MATERIAL TO PROCESS:
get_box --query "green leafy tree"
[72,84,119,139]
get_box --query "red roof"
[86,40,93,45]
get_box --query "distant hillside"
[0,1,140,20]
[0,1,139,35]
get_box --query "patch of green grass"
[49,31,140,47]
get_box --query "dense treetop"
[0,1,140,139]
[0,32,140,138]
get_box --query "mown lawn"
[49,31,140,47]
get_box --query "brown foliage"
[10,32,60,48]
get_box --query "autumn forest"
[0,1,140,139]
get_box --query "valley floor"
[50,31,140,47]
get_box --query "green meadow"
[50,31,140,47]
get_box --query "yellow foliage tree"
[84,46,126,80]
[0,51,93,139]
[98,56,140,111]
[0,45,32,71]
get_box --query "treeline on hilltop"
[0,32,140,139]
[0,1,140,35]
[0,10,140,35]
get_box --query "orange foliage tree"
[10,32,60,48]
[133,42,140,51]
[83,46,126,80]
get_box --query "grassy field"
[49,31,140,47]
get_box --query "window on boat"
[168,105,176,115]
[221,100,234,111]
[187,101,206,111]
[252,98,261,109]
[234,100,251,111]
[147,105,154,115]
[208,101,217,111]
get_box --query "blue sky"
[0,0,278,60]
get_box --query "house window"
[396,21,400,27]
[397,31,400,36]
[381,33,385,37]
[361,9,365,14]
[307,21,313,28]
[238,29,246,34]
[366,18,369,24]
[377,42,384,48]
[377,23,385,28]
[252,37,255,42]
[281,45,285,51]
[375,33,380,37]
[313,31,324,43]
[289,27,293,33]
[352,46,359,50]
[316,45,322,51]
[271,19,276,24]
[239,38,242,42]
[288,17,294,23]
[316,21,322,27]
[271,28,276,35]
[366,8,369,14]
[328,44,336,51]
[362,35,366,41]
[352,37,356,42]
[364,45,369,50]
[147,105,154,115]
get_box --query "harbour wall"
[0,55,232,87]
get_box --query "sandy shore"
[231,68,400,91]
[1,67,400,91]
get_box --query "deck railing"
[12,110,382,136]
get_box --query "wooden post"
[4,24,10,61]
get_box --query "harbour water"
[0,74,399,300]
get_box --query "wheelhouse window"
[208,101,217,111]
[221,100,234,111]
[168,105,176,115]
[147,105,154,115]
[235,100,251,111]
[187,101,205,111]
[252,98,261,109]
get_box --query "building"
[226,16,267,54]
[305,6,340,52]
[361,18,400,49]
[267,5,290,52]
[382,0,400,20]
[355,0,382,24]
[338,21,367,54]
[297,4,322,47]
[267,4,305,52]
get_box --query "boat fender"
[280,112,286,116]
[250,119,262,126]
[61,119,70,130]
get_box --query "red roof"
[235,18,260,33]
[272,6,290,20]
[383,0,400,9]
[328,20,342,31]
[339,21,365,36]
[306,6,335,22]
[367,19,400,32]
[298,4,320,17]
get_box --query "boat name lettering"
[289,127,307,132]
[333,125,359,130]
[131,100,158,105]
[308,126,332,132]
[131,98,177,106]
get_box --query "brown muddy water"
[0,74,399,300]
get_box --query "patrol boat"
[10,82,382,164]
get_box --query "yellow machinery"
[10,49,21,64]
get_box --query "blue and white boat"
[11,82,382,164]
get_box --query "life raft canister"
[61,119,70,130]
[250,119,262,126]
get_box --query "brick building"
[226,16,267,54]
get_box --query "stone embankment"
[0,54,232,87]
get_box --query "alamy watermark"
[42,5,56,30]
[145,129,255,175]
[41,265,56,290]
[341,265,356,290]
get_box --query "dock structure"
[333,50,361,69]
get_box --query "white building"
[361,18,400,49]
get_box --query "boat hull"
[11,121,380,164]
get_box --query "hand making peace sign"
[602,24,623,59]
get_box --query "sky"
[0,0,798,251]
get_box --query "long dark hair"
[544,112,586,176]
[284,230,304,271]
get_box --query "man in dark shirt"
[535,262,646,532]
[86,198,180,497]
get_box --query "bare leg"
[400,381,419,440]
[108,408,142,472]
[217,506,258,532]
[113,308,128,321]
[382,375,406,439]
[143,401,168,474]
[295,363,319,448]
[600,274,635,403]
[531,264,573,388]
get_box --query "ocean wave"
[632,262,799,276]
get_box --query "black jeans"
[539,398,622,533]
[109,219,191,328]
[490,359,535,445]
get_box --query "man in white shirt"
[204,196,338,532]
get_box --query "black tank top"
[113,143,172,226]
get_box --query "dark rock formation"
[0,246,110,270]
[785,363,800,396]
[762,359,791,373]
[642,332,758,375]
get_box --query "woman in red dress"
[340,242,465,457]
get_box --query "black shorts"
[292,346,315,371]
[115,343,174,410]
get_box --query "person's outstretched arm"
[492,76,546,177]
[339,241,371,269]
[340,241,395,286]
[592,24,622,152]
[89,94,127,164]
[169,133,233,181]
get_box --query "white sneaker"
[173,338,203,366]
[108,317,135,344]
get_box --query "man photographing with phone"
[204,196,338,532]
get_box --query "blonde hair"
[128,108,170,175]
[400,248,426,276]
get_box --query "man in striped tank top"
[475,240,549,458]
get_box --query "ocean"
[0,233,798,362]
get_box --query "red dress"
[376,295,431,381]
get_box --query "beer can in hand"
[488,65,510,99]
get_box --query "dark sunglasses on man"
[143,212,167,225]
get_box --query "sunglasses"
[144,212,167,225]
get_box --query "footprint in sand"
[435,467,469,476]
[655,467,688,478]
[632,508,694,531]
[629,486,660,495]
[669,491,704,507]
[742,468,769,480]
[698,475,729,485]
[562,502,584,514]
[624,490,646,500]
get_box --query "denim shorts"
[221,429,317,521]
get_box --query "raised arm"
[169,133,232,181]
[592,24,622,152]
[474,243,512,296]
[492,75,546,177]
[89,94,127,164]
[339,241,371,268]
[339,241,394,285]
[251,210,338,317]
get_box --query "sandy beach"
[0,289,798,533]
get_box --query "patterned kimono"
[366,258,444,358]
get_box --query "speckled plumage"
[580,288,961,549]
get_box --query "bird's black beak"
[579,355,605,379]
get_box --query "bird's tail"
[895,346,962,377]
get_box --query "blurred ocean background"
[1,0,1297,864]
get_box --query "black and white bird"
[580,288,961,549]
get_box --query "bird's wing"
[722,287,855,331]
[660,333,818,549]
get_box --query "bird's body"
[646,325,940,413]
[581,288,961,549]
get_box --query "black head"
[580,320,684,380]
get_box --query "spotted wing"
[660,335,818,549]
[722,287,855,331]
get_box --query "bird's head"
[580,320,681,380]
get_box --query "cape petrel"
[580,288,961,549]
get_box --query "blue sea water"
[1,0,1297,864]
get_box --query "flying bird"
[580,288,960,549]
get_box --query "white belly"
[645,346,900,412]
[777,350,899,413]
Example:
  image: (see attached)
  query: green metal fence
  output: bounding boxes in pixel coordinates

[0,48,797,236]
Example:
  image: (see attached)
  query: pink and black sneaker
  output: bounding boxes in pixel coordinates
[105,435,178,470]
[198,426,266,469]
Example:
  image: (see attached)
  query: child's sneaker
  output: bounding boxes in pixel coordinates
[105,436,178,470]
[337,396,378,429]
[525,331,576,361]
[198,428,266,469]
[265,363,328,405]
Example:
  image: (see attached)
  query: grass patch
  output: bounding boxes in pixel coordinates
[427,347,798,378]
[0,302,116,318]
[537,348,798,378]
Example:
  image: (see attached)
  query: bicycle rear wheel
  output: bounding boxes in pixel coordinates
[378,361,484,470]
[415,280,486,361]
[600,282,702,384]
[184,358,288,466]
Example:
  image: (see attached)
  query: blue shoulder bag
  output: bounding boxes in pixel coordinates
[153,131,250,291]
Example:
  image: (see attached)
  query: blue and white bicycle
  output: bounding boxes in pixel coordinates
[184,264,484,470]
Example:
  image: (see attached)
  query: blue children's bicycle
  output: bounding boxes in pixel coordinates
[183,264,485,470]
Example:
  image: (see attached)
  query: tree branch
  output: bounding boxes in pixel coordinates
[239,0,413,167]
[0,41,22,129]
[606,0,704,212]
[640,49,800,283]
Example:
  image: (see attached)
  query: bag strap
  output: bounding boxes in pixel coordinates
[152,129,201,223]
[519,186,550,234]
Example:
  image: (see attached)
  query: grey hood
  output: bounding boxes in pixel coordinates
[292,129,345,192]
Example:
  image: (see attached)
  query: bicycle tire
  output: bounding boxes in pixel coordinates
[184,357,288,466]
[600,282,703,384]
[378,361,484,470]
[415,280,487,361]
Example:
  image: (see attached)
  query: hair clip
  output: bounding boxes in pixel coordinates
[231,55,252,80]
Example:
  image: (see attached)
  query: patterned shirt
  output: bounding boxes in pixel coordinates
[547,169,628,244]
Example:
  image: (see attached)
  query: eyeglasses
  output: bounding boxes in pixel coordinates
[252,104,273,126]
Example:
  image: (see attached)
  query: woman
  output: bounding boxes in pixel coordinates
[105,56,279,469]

TASK DIRECTIONS:
From the data above, determine how many lines hold "bicycle", and write only the number.

THE COMPLETED TASK:
4